TASK DESCRIPTION: Locate the line with "the green unripe" in the material. Copy that line and each one after it, through the last, exactly and with nothing else.

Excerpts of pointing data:
-- -- --
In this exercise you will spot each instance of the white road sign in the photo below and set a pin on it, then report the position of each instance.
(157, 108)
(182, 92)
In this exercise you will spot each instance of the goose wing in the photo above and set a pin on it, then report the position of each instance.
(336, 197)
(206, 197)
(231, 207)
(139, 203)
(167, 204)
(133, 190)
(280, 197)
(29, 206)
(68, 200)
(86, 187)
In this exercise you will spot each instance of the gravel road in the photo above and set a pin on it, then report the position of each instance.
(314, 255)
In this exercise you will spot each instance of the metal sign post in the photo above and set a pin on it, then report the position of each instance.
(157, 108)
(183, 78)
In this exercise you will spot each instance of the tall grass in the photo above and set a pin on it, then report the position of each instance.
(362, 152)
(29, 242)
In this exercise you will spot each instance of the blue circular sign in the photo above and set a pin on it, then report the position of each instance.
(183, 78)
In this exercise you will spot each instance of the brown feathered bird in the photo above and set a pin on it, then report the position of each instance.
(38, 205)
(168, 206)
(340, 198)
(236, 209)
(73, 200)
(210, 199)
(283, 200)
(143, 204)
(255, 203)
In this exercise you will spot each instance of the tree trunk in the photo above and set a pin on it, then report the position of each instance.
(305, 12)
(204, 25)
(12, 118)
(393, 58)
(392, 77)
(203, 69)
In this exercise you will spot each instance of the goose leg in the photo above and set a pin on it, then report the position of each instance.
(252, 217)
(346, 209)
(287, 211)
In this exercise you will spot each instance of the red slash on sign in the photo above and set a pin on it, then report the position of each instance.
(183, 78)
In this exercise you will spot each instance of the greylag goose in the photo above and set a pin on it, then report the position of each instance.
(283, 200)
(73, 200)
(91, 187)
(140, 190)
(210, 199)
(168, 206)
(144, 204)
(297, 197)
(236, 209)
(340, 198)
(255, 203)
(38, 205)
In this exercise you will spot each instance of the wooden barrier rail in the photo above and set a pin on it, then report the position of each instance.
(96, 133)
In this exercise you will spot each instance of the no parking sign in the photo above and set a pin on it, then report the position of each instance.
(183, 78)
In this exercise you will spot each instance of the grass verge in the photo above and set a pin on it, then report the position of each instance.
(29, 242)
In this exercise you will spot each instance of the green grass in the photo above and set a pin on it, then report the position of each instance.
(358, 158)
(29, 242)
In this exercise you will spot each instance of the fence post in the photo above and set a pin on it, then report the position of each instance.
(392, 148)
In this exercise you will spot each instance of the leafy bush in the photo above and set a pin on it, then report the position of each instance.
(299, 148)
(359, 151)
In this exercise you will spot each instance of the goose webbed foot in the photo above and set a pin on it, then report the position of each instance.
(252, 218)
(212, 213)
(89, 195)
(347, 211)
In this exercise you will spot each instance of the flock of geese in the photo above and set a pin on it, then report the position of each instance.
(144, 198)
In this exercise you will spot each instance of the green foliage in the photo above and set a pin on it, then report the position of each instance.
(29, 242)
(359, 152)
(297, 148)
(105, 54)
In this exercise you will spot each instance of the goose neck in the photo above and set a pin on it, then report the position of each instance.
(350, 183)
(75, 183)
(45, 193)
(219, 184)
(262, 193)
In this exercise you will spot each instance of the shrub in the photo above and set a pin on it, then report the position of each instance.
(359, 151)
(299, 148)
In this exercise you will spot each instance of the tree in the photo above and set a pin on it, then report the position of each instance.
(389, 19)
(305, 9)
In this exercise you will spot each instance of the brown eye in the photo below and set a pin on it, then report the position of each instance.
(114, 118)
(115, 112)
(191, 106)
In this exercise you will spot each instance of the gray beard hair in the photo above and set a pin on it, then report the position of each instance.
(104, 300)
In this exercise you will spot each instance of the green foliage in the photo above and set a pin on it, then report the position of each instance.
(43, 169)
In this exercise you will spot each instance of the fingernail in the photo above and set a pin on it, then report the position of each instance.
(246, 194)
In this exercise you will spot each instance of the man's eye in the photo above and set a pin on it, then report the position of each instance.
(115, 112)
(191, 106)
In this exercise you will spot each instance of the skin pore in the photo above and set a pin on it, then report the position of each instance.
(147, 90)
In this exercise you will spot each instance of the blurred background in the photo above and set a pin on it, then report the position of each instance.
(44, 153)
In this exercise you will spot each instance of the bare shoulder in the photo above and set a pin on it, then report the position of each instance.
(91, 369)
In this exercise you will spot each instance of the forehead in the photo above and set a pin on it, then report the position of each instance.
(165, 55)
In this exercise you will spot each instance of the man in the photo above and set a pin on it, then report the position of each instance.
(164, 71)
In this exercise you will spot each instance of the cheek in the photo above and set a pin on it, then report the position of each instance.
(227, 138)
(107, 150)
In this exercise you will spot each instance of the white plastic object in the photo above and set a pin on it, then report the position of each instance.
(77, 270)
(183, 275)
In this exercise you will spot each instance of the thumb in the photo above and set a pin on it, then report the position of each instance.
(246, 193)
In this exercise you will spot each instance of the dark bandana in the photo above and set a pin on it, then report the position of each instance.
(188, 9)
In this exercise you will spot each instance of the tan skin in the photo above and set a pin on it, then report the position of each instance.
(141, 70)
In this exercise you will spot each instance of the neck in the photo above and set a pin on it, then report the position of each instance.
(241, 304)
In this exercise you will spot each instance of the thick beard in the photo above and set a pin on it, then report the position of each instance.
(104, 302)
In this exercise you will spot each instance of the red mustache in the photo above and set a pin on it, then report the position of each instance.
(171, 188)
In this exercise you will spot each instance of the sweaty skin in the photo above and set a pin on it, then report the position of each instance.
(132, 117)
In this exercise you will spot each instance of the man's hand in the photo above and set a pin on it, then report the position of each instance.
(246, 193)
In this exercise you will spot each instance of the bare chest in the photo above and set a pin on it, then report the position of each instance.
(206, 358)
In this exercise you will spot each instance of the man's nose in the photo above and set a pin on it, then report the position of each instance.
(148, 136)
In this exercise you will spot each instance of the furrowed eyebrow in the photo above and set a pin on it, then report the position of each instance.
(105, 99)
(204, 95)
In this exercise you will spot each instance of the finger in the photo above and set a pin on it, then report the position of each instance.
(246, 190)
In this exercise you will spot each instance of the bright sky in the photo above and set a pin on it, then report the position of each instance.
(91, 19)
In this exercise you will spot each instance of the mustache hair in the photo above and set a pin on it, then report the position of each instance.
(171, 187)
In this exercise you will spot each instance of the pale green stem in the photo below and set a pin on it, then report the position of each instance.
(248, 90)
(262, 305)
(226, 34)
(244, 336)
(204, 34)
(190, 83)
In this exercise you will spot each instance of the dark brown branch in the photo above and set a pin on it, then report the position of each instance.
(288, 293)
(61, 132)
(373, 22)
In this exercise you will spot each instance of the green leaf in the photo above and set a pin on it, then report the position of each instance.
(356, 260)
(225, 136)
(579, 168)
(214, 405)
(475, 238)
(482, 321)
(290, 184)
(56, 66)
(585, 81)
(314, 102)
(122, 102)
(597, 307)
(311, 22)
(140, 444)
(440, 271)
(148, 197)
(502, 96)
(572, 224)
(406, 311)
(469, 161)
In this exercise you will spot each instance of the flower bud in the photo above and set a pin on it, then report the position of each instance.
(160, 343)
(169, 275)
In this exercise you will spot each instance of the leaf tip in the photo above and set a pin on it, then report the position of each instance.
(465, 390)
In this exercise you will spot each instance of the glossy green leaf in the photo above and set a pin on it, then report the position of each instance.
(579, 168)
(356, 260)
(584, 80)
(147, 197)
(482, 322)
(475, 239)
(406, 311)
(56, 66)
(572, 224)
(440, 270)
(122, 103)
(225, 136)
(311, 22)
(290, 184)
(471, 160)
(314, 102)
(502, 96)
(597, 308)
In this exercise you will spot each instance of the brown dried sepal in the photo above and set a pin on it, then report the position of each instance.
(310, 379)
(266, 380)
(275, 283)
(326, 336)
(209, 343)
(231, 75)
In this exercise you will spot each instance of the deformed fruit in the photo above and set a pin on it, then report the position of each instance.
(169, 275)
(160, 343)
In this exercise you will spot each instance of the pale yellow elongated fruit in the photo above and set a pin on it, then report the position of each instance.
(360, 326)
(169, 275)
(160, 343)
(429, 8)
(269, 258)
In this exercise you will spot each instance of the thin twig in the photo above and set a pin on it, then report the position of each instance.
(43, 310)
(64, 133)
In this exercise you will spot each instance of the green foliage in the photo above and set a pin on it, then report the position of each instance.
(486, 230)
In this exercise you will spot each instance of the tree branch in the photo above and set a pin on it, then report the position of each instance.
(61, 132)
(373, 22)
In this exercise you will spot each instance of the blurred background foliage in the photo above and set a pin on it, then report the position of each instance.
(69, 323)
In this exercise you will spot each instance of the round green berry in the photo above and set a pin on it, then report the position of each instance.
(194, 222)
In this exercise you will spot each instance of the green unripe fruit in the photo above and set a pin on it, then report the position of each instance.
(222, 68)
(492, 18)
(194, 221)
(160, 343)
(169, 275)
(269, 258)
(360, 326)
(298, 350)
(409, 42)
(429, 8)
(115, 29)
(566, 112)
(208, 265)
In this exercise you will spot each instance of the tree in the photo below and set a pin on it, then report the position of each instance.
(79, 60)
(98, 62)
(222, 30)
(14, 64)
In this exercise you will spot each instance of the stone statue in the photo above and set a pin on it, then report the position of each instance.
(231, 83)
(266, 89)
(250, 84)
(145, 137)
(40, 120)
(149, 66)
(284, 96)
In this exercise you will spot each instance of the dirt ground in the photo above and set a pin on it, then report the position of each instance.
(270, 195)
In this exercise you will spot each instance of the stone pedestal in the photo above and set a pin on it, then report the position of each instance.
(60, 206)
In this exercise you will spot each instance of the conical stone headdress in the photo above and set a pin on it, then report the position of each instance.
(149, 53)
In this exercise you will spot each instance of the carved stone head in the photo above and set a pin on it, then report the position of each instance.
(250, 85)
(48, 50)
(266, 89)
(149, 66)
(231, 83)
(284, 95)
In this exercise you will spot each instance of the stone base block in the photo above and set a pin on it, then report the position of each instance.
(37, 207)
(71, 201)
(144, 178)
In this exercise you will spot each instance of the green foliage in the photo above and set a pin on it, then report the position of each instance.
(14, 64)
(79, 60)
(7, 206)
-- -- --
EXERCISE RESULT:
In this exercise you will spot each instance of the green unripe fruit in the photo above and set a pin on it, then report the position of each instance.
(222, 68)
(492, 18)
(194, 221)
(160, 343)
(169, 275)
(269, 258)
(360, 326)
(298, 350)
(409, 42)
(429, 8)
(115, 29)
(566, 112)
(208, 265)
In this exercise you will spot each instance of the tree in the photo below and set a pin on it, then report the position of each instance.
(79, 60)
(98, 62)
(222, 30)
(14, 64)
In this exercise you will spot each instance of the stone statue in the photo above and set a pin on it, then report the position of each instance.
(231, 83)
(266, 89)
(250, 84)
(145, 137)
(40, 120)
(149, 66)
(284, 96)
In this exercise you will spot each instance of the dirt ground in the photo above and set a pin on it, then report the position of each instance.
(270, 195)
In this exercise you will spot each instance of the stone pedestal in the photo above and set a pin on it, then report the position of each instance.
(60, 206)
In this exercise you will spot each instance of the conical stone headdress in the photo above and set a pin on it, then report the position of each instance.
(149, 53)
In this exercise you will spot each instance of the carved stone head in the photo above and set a pin on it, then report the position of each instance.
(250, 85)
(48, 50)
(266, 89)
(149, 66)
(231, 83)
(284, 95)
In this exercise you will spot each instance of the stone base block in the photo above and set a pin on it, then report the position of each instance.
(37, 207)
(71, 201)
(144, 178)
In this exercise you will spot each instance of the green foliage in the photo above and set a pin on it, then report the position of each instance.
(14, 64)
(79, 60)
(7, 206)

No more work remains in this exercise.